## PROBLEM REQUIREMENTS:
Exact copies are required of the lines from the line containing "of the manhole" through the final line of the listing, both included, and of no other lines.

## SUPPLIED MATERIAL:
#####

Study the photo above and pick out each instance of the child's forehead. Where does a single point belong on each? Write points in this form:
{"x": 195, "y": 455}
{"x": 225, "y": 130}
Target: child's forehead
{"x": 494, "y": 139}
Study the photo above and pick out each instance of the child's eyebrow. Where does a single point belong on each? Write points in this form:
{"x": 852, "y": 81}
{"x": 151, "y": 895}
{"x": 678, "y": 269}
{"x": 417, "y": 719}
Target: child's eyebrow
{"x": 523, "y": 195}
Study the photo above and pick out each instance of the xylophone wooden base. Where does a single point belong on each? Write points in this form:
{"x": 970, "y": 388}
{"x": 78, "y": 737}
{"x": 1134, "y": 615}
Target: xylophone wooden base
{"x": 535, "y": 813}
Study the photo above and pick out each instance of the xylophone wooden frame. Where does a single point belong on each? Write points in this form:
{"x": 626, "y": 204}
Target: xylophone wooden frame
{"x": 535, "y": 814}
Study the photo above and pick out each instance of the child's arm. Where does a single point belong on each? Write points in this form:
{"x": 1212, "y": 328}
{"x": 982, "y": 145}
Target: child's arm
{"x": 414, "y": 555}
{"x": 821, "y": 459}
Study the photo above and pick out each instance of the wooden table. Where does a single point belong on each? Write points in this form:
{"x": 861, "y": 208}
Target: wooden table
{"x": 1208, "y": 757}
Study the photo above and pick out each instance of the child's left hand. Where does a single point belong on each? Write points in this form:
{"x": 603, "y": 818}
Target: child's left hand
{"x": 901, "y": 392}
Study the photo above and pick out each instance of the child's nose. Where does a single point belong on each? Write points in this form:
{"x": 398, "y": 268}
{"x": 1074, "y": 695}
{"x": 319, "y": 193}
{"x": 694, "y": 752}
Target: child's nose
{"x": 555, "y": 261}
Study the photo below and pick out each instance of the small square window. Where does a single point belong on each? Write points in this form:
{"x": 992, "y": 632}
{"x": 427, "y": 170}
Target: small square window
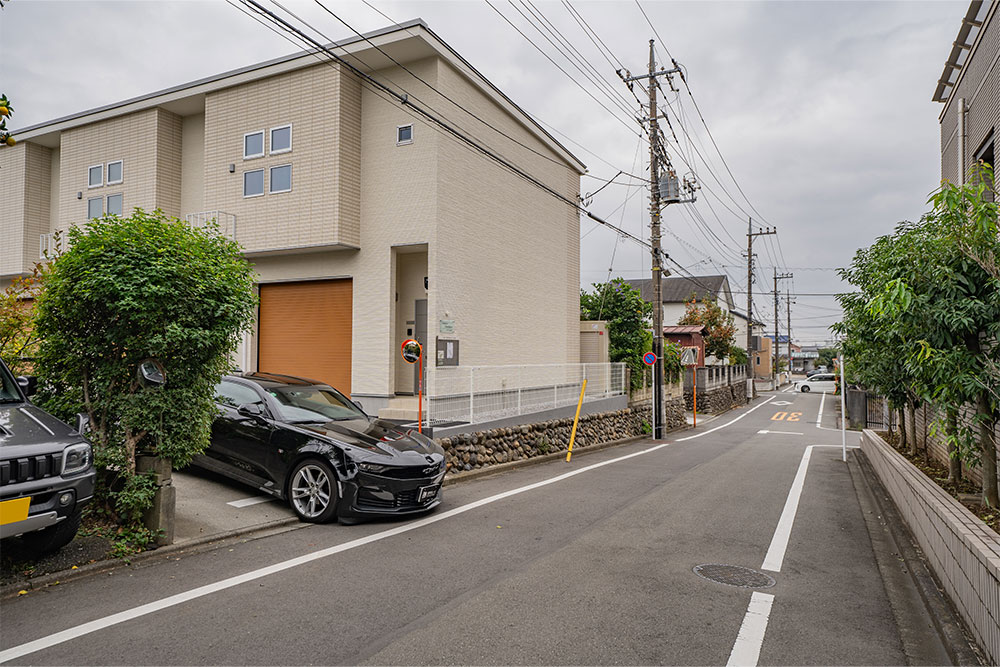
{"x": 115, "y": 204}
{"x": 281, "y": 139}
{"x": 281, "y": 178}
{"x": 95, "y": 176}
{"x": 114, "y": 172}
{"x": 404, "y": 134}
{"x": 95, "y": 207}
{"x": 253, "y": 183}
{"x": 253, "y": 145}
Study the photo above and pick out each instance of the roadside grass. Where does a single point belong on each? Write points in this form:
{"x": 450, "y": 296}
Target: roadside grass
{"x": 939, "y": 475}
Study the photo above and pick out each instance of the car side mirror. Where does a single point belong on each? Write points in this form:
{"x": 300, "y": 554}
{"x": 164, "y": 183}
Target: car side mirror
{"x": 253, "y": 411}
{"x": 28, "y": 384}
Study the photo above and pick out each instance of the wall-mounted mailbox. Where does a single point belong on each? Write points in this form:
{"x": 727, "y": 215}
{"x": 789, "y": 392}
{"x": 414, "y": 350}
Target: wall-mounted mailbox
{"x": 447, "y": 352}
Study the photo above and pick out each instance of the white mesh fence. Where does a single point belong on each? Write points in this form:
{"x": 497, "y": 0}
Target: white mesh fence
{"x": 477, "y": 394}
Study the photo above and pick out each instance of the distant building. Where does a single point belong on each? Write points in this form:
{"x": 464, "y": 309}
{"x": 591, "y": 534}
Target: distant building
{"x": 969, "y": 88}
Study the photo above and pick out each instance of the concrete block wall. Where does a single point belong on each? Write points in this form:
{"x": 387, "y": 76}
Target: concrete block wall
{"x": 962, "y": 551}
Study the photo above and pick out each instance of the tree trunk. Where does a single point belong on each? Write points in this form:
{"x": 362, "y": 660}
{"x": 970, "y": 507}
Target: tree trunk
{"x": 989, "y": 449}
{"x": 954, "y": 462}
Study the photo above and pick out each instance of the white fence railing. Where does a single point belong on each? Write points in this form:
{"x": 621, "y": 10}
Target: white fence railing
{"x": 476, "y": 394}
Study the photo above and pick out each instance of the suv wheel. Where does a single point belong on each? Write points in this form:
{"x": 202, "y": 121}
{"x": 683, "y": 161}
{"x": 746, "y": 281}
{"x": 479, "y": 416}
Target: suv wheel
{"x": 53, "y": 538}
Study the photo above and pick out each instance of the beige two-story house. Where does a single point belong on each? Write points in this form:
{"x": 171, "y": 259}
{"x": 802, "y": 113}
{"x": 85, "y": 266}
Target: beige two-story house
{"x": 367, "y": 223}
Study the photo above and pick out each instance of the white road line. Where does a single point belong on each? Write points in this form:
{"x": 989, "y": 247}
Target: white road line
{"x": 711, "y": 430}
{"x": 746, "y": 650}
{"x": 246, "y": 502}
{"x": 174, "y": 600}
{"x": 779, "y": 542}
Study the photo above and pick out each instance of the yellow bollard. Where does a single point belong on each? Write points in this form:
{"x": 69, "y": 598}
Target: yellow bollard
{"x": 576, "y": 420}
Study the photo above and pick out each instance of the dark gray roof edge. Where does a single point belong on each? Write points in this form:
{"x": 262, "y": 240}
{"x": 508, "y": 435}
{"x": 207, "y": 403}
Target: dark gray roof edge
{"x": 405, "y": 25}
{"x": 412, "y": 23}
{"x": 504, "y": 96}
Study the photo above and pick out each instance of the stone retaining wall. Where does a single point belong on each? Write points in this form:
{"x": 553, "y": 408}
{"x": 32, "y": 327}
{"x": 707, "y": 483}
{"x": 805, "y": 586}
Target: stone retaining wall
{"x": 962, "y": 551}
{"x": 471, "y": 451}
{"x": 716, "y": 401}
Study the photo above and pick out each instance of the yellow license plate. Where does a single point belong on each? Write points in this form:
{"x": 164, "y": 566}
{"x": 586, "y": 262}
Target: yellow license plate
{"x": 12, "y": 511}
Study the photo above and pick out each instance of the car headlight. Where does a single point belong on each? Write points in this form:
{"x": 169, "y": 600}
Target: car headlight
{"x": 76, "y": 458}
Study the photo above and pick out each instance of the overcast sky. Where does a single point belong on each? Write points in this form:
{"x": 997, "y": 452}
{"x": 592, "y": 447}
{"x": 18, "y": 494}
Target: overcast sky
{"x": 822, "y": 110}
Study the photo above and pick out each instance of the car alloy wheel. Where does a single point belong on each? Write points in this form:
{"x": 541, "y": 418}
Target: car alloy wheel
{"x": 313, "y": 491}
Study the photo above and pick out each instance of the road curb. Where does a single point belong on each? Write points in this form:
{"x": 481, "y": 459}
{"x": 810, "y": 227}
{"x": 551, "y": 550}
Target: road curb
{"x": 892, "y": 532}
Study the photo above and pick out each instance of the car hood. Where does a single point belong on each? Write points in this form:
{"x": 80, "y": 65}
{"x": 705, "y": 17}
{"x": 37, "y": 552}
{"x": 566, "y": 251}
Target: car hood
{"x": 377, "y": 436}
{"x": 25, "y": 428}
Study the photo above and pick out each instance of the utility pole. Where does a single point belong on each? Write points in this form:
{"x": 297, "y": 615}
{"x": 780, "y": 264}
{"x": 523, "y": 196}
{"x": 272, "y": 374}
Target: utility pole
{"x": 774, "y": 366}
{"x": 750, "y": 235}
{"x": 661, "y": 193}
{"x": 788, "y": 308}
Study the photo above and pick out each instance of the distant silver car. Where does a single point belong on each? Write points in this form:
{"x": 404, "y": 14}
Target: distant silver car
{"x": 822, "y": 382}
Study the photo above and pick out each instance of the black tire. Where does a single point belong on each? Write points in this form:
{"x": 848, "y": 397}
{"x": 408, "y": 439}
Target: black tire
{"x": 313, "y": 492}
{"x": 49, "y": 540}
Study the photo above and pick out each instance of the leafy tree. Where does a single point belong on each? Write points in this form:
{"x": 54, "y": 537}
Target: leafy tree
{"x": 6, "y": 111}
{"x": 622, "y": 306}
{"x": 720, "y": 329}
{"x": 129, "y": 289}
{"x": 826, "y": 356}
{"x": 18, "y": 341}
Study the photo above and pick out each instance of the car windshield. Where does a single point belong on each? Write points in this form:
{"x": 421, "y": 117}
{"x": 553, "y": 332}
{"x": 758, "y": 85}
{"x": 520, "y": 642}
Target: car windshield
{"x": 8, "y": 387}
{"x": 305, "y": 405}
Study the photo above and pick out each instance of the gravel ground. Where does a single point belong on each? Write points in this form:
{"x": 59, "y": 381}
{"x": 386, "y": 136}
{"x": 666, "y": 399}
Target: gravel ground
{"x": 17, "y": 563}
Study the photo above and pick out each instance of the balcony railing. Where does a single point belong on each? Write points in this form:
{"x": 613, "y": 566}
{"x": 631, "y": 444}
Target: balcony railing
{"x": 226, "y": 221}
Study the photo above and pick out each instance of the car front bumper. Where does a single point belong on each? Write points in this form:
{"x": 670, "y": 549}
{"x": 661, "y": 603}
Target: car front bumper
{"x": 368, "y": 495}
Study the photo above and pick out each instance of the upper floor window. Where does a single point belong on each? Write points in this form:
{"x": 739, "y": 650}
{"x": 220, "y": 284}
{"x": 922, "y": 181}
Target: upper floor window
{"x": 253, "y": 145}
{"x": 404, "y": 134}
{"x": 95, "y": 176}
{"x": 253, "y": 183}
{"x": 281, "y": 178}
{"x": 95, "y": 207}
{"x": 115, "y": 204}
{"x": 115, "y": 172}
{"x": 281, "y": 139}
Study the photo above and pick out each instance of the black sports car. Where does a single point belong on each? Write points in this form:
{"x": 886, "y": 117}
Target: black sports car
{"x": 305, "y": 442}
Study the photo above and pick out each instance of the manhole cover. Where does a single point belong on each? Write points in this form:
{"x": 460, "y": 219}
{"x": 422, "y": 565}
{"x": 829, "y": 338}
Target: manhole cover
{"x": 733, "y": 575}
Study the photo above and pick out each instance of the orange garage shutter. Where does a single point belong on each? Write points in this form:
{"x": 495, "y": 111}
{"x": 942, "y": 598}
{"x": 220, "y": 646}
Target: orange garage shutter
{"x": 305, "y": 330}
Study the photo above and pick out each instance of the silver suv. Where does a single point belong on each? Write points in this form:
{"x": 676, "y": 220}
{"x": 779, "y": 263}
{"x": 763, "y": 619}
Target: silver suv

#####

## SOLUTION BELOW:
Study the photo above and pick out each instance of the manhole cover. Where does a single point belong on each? Write points in this form:
{"x": 460, "y": 219}
{"x": 422, "y": 565}
{"x": 829, "y": 338}
Target: manhole cover
{"x": 733, "y": 575}
Study the photo above and pick out each instance of the orange garage shutter. Where does a single point belong on each? Write points in this form:
{"x": 495, "y": 111}
{"x": 942, "y": 598}
{"x": 220, "y": 646}
Target: orange garage shutter
{"x": 305, "y": 330}
Study the photo above and pick out each instance of the silver suv. Where does a single point belong on each? Write points in this form:
{"x": 676, "y": 220}
{"x": 779, "y": 263}
{"x": 763, "y": 619}
Target: silver suv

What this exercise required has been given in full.